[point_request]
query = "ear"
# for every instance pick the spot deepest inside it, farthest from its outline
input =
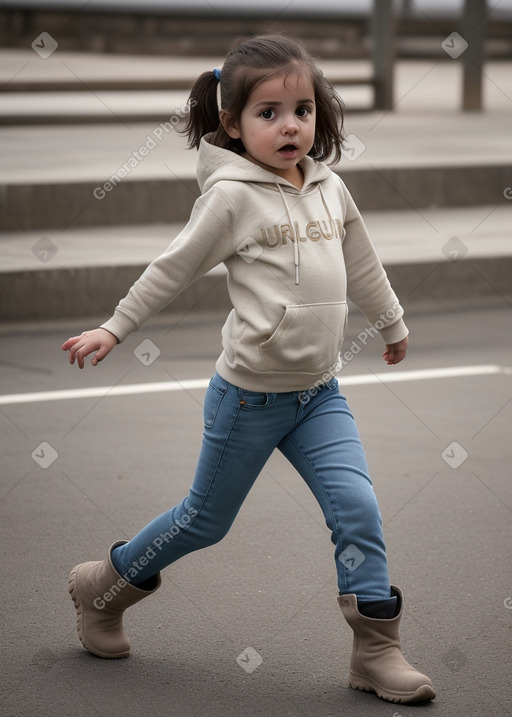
(232, 128)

------------------------------

> **Brief**: Give only the number of lines in the records above that contain the string "instance". Case counts.

> **The completed task**: 1